• _Information provided_
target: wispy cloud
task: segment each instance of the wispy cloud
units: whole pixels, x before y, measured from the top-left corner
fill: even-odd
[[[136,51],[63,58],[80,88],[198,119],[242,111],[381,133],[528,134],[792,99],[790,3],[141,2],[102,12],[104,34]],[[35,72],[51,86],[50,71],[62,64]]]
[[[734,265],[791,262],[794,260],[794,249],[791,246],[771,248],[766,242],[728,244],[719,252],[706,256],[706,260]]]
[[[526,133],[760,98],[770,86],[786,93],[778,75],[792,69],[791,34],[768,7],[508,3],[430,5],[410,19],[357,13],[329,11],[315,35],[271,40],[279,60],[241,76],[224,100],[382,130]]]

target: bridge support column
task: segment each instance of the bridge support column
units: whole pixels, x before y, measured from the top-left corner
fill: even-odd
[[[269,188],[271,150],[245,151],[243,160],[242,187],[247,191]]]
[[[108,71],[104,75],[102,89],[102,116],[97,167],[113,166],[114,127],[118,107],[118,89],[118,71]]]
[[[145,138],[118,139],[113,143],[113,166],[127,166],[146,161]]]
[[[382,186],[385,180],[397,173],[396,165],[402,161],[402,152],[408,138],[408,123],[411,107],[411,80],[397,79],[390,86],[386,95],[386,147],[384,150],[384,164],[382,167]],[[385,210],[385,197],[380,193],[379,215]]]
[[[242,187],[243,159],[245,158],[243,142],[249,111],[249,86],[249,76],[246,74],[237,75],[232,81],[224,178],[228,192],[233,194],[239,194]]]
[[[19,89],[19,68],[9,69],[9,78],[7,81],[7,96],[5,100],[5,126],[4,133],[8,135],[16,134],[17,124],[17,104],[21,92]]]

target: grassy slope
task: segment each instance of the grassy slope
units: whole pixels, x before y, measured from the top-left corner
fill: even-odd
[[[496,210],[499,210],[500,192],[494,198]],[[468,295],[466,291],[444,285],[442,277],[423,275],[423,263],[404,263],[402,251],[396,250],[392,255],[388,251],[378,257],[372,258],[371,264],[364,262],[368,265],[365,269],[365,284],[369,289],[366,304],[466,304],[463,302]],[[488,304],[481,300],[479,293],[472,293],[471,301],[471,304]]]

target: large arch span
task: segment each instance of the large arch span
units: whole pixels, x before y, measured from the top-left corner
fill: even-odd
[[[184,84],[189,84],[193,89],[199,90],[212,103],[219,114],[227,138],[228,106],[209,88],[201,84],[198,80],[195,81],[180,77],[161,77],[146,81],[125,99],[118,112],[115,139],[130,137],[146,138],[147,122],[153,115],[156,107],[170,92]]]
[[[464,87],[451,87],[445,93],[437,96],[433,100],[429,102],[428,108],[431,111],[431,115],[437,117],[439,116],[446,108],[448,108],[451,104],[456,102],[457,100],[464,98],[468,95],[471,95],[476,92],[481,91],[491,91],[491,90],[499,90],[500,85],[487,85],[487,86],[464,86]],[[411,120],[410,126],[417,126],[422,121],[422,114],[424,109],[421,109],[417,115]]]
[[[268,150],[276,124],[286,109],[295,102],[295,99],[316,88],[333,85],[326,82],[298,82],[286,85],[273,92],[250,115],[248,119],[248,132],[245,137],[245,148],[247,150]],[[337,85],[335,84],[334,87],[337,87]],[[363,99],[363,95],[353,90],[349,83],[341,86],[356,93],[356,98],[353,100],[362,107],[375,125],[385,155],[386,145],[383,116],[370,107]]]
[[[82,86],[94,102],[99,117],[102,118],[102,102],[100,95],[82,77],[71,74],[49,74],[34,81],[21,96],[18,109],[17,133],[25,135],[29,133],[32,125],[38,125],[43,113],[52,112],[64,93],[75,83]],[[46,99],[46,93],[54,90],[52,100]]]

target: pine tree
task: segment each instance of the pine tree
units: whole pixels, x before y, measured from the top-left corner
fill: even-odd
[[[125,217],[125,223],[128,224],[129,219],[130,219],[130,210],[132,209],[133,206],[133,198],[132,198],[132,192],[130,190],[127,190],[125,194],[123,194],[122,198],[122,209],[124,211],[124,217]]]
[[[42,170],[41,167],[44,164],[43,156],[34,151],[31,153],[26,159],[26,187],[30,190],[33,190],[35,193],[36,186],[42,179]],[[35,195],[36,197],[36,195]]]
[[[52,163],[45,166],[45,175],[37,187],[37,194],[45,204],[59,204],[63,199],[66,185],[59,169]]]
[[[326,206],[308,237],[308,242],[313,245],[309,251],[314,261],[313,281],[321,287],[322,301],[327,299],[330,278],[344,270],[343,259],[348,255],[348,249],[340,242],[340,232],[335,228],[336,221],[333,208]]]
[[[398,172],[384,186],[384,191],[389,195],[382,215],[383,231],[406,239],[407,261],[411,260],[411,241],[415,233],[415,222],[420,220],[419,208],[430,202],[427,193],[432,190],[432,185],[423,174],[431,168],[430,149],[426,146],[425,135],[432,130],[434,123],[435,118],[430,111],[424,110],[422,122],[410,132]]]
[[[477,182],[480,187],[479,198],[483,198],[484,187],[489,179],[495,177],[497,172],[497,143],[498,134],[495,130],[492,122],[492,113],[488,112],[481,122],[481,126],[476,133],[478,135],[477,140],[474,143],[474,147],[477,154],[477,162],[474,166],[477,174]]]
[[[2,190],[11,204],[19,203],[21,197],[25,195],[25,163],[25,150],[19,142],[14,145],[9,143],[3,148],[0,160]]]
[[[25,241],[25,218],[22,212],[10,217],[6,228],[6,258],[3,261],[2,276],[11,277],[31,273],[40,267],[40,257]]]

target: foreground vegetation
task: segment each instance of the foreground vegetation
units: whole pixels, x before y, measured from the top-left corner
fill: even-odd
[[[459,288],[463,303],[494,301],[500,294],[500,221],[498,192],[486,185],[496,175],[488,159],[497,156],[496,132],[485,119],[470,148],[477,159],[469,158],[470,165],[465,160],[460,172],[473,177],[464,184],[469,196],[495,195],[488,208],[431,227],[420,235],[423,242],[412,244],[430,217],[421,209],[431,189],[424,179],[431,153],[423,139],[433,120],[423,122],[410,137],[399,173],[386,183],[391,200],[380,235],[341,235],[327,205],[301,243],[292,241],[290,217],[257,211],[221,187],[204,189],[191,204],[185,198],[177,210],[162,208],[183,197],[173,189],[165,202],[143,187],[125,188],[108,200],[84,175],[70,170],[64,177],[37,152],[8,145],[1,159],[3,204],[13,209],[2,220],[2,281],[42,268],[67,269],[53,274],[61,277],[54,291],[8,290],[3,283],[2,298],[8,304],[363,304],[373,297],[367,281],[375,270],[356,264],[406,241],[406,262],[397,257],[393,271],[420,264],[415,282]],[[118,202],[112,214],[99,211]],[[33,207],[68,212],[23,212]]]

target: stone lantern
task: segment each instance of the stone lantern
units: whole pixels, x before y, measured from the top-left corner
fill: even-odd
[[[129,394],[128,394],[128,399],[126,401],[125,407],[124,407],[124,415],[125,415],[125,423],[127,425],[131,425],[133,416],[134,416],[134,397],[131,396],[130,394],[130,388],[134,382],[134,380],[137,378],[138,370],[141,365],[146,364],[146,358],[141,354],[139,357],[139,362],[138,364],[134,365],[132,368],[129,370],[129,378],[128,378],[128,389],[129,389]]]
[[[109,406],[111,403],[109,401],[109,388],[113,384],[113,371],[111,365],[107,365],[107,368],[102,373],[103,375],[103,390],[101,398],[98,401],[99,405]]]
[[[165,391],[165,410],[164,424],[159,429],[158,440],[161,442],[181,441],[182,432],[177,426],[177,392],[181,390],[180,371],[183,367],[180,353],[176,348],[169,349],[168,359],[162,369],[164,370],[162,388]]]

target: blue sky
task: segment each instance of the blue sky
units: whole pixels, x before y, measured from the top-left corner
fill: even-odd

• _Exercise_
Return each line of the listing that holds the string "large".

• _Solution_
target: large arch span
task: segment each instance of the large arch span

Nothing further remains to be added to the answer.